§ **What to produce**
Extract every entry word for word.

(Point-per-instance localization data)
--------
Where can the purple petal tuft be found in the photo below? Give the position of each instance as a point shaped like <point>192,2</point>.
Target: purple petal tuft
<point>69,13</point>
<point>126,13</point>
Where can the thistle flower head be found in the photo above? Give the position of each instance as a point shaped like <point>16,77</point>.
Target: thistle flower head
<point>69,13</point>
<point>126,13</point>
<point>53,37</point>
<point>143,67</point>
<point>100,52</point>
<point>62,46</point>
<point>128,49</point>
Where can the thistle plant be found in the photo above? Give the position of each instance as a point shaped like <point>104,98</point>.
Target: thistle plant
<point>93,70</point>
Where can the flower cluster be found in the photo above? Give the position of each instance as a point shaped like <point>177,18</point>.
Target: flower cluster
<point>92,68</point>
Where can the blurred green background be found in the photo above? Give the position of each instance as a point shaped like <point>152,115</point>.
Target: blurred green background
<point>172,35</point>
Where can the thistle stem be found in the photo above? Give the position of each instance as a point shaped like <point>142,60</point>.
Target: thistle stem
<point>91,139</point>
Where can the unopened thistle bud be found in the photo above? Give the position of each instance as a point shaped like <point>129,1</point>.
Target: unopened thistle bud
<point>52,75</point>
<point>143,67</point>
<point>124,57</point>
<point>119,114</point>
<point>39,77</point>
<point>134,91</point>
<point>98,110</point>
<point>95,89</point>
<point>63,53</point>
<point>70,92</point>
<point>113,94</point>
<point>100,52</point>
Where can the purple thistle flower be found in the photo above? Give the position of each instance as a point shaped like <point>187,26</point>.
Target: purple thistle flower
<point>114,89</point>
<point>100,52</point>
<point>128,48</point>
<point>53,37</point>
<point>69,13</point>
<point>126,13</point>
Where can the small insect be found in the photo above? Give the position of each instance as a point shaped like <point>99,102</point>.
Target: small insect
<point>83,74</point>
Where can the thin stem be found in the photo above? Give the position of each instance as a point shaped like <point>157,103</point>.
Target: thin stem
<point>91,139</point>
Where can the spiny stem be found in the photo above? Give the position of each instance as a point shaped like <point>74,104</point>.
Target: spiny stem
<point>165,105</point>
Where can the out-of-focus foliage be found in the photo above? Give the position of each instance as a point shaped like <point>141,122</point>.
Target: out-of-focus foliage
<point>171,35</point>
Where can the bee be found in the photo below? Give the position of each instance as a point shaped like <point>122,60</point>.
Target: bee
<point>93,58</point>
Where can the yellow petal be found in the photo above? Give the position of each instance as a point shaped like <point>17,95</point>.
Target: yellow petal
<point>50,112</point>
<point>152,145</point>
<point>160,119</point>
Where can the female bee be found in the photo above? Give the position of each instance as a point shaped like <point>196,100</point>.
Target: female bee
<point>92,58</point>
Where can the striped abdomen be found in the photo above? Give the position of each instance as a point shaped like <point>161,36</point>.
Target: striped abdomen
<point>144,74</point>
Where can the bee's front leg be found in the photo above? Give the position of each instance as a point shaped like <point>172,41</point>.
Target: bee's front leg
--------
§ **Result of this task**
Where can the purple petal tuft be found in the photo below? Give the position of each instance as a point shaped like <point>192,2</point>.
Target: purple petal tuft
<point>69,13</point>
<point>126,13</point>
Where can the thistle flower head be found in the photo above? Give the position of each instance as a point shaped like <point>16,77</point>.
Target: thistle flower head
<point>69,13</point>
<point>126,13</point>
<point>53,37</point>
<point>143,67</point>
<point>100,52</point>
<point>62,46</point>
<point>128,49</point>
Where can the thistle plant be found in the photo above? Give the position of each instance as a point shaped like <point>104,98</point>.
Target: thistle plant
<point>93,70</point>
Where can the flower cluster be found in the photo above? Give the position of each instance as a point shaped like <point>177,18</point>.
Target: flower cluster
<point>92,68</point>
Where can the blurred green background be found in the photo above? Give the position of each instance as a point shaped like <point>152,115</point>.
Target: blurred green background
<point>172,35</point>
Where can the thistle stem be found in the photo above? Give the position of each instance as a point shaped like <point>142,60</point>.
Target: thistle stem
<point>91,139</point>
Where can the unopened thistle bud be found in the photo above? Give the position of each instance as a point shaped like <point>129,1</point>.
Target: unopened thistle bud
<point>52,75</point>
<point>143,67</point>
<point>124,57</point>
<point>119,114</point>
<point>39,77</point>
<point>134,91</point>
<point>98,110</point>
<point>95,89</point>
<point>63,53</point>
<point>70,92</point>
<point>113,94</point>
<point>100,52</point>
Where can the purple thistle flower be found in the photo above? Give the position of each instance as a point shaped like <point>187,26</point>.
Target: purple thistle flower
<point>114,89</point>
<point>100,52</point>
<point>128,48</point>
<point>53,37</point>
<point>69,13</point>
<point>126,13</point>
Where can the small insect be found in the photo above? Give the position of each instance as a point shaped like <point>99,102</point>.
Target: small insect
<point>83,74</point>
Where can the thin stem be found in the photo above? Give the position of each instance as a point shaped like <point>157,103</point>.
Target: thin stem
<point>91,139</point>
Where can the spiny stem be found in the photo above? Give the position of each instance as a point shaped like <point>74,104</point>.
Target: spiny stem
<point>165,105</point>
Where can the out-of-focus foliage be found in the photo above? Give the position of each instance as a point shaped like <point>141,122</point>.
Target: out-of-focus foliage
<point>171,35</point>
Where can the bee be found in the photo below? Give the position of each instance as a point shaped like <point>122,60</point>.
Target: bee
<point>93,58</point>
Where can the yellow petal be found in the photo above? Give the position of each instance as a point shaped like <point>17,95</point>.
Target: yellow petal
<point>50,112</point>
<point>152,145</point>
<point>160,119</point>
Where can the female bee be found in the photo above? Give the position of each instance as a point shaped like <point>196,100</point>.
Target: female bee
<point>92,58</point>
Where can the striped abdomen be found in the photo above? Give the position of each instance as a point shaped like <point>161,36</point>.
Target: striped abdomen
<point>144,74</point>
Where can the bee's front leg be found in the photo above? Give the position of each instance as a point shaped like <point>172,41</point>.
Target: bee's front leg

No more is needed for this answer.